De enige onderzoekers van kunst in de openbare ruimte die het publiek wel behandelen, binnen de gevonden literatuur, zijn Tim Hall en Martin Zebracki. Hall onderzoekt het publiek als een wijze om achter de betekenissen van kunst in de openbare ruimte te komen. Hij stelt dat de intenties van de makers en de opdrachtgevers van kunst in de openbare ruimte vaak niet overeenkomen met de betekenis die aan het werk wordt toegekend door het publiek dat er mee in aanraking komt (Hall 2007: 1382). Daarnaast is de relatie die bestaat tussen kunst in de openbare ruimte en het publiek meestal niet de harmonieuze relatie die de kunstenaars en opdrachtgevers hadden verwacht. Hall gaat in op een onderzoek naar kunst in de openbare ruimte waarin het publiek empirisch onderzocht wordt.

■ ■ ■ ■ ■ ■ ■

- _Opdracht_: Kloppen deze uitspraken met de tekst over kunst in de openbare ruimte? Antwoord per uitspraak met ja of nee, en citeer letterlijk de woorden uit de tekst die de doorslag geven. 1. Tim Hall en Martin Zebracki behandelen in de gevonden literatuur het publiek. 2. Volgens Hall komen de bedoelingen van makers en opdrachtgevers meestal overeen met de betekenis die het publiek aan het werk geeft. 3. De relatie tussen kunst in de openbare ruimte en het publiek is meestal zo harmonieus als kunstenaars en opdrachtgevers hadden verwacht.

■ ■ ■ ■ ■ ■ ■

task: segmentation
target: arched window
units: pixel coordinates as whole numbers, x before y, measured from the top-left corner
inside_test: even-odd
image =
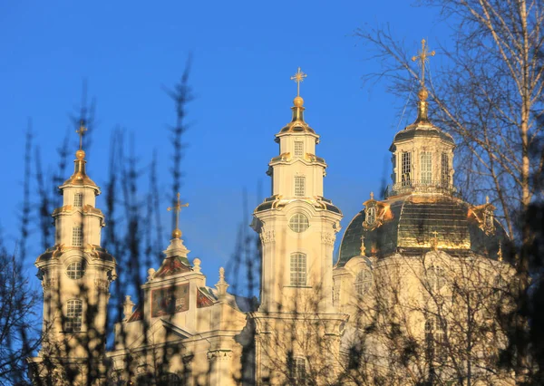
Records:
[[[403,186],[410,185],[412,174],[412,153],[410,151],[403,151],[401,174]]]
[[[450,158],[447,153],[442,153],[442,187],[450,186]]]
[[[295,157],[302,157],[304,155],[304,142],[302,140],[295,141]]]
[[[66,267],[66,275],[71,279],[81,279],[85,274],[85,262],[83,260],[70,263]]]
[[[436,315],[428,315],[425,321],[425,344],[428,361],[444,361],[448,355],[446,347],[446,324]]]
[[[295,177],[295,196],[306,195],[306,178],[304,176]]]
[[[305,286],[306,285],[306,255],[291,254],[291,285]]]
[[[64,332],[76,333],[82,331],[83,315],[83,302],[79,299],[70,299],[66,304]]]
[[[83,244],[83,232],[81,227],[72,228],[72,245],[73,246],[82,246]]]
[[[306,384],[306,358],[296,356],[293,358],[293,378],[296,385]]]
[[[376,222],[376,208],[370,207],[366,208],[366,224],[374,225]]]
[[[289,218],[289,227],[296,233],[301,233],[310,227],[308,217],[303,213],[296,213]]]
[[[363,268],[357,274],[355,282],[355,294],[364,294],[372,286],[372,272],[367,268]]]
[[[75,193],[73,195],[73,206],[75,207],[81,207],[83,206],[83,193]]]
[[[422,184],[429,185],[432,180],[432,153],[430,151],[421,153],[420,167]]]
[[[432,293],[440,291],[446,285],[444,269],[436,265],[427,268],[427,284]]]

■ ■ ■ ■ ■ ■ ■

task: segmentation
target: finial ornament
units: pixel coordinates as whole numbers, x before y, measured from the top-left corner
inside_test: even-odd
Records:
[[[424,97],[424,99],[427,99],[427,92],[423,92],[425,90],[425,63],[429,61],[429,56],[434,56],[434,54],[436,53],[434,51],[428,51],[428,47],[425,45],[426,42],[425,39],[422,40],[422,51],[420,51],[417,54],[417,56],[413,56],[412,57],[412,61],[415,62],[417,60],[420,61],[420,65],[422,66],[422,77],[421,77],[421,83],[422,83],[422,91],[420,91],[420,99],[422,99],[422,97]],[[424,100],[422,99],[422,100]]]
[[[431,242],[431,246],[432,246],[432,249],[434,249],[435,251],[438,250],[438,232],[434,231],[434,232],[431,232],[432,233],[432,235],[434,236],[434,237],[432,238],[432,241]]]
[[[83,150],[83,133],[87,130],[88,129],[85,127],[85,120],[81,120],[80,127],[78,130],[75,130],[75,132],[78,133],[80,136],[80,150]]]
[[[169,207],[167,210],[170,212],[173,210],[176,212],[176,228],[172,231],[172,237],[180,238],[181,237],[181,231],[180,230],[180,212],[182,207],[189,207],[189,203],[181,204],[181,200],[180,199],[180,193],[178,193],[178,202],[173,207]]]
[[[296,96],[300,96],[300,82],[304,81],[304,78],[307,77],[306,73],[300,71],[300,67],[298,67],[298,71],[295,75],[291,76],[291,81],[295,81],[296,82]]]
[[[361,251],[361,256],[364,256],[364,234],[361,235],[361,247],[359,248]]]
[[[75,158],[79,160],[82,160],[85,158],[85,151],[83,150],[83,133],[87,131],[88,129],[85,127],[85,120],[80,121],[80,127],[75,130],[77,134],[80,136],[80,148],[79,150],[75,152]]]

■ ■ ■ ■ ■ ■ ■

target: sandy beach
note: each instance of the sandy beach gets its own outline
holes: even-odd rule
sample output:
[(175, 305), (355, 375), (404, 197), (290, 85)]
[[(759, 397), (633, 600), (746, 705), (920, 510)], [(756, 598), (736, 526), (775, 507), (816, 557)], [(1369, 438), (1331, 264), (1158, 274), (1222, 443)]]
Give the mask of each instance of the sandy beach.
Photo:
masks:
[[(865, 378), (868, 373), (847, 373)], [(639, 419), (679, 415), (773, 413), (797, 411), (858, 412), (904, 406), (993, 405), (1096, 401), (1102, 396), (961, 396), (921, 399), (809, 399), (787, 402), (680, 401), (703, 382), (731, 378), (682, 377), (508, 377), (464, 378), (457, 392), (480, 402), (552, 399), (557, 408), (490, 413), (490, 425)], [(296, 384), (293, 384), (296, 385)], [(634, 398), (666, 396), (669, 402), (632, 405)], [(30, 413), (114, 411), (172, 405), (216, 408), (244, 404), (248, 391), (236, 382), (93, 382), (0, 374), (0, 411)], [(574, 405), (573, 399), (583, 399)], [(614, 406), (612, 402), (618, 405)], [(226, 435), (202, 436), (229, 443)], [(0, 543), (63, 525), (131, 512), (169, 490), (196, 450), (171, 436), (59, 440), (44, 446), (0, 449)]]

■ ■ ■ ■ ■ ■ ■

- _Uitwerking_:
1. Ja: "De enige onderzoekers van kunst in de openbare ruimte die het publiek wel behandelen, binnen de gevonden literatuur, zijn Tim Hall en Martin Zebracki."
2. Nee: "vaak niet overeenkomen met de betekenis die aan het werk wordt toegekend door het publiek"
3. Nee: "meestal niet de harmonieuze relatie die de kunstenaars en opdrachtgevers hadden verwacht"